The twelfth annual Canadian culinary road trip known as Gold Medal Plates rolled into Ottawa last night. Our city was the ninth of 11 cities to hold the competition — only Toronto remains in the national campaign.
More than six hundred guests, chefs, sommeliers, brewmasters, winemakers, athletes, musicians, and volunteers packed the Shaw Centre to eat, drink and make merry. Our athletes were honoured, trips were auctioned off, musicians entertained us, and funds were raised to support Canada’s Olympic hopefuls. But the stars of Gold Medal Plates 2017 were the 10 chefs, feeding the crowd and presenting their plates to a panel of judges tasked with the gut-pleasing/wrenching decision of defining three winners. The winner would go on to represent Ottawa at the Canadian Culinary Championships in Kelowna, BC, in February.

§ **PROVIDED RECORDS**:
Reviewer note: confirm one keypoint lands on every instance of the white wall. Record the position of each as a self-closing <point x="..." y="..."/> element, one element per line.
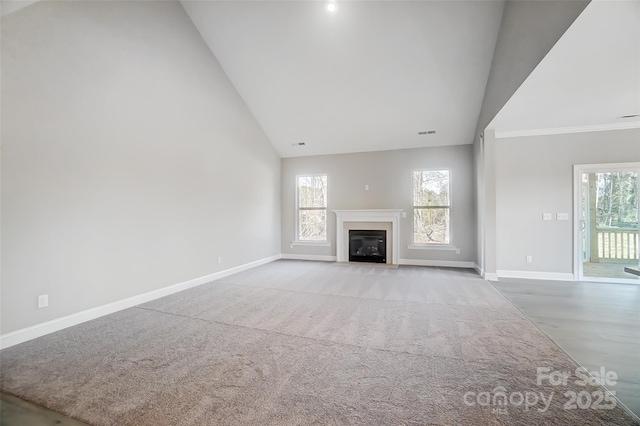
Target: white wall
<point x="528" y="30"/>
<point x="129" y="161"/>
<point x="535" y="175"/>
<point x="388" y="174"/>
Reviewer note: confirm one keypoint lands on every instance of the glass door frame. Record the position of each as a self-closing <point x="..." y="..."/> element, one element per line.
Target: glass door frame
<point x="578" y="170"/>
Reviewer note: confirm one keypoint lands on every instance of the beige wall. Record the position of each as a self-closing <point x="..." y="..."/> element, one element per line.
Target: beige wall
<point x="528" y="30"/>
<point x="129" y="162"/>
<point x="535" y="175"/>
<point x="388" y="174"/>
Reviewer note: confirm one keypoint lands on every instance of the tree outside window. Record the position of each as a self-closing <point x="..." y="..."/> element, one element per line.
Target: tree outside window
<point x="312" y="208"/>
<point x="431" y="207"/>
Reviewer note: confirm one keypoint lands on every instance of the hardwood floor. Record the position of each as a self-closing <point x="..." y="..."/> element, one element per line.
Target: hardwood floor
<point x="598" y="324"/>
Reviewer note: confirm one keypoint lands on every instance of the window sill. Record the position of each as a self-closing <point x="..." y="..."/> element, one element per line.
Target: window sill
<point x="433" y="247"/>
<point x="311" y="243"/>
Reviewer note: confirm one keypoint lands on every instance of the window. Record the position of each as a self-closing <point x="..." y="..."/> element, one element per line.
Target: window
<point x="312" y="208"/>
<point x="431" y="207"/>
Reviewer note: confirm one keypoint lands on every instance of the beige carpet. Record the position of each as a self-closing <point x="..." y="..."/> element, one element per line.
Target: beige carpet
<point x="298" y="343"/>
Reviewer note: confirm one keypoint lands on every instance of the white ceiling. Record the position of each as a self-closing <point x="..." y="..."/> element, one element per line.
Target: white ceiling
<point x="367" y="78"/>
<point x="587" y="81"/>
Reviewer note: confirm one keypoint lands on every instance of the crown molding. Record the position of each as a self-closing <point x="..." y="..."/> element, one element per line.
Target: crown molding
<point x="565" y="130"/>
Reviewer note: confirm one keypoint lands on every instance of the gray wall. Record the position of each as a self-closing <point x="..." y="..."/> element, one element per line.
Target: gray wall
<point x="535" y="175"/>
<point x="388" y="174"/>
<point x="129" y="161"/>
<point x="528" y="30"/>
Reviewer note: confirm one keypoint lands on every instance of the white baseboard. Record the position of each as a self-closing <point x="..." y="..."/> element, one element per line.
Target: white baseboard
<point x="319" y="257"/>
<point x="38" y="330"/>
<point x="478" y="269"/>
<point x="443" y="263"/>
<point x="534" y="275"/>
<point x="490" y="276"/>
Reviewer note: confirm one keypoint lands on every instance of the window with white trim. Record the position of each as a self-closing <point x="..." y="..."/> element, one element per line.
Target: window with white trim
<point x="431" y="207"/>
<point x="311" y="206"/>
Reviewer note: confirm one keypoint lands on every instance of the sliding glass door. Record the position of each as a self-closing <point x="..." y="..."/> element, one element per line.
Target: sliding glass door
<point x="607" y="231"/>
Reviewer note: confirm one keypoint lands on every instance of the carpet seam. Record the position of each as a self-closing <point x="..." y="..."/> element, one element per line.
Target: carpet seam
<point x="295" y="335"/>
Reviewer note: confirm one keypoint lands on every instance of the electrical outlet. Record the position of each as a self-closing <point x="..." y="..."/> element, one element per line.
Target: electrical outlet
<point x="43" y="301"/>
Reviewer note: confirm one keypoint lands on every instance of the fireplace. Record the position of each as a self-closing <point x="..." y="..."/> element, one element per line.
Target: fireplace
<point x="367" y="246"/>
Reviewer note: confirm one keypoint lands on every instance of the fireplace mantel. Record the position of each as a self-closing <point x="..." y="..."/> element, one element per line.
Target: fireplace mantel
<point x="372" y="215"/>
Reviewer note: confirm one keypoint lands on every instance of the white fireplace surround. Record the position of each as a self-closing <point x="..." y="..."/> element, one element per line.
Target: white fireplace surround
<point x="376" y="215"/>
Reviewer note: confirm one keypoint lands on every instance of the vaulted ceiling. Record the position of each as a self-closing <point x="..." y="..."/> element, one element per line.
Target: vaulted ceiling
<point x="587" y="82"/>
<point x="374" y="74"/>
<point x="369" y="77"/>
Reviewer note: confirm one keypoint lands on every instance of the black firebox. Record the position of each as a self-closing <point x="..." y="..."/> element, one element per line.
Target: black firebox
<point x="367" y="246"/>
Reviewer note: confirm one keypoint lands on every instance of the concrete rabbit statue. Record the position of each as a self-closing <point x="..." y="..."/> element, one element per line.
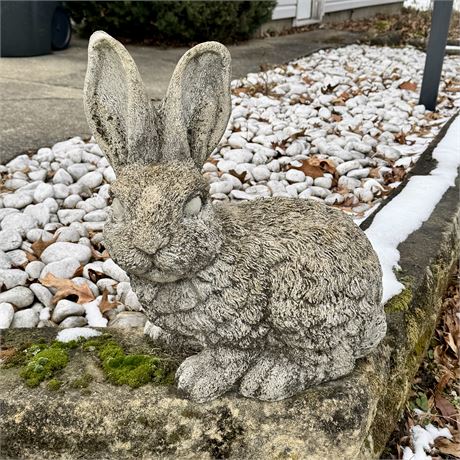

§ **WORK INSTRUCTIONS**: According to the Gold Medal Plates report, where will the winning chef represent Ottawa? The records are not required for the task.

§ **EXPECTED ANSWER**: At the Canadian Culinary Championships in Kelowna, BC, in February.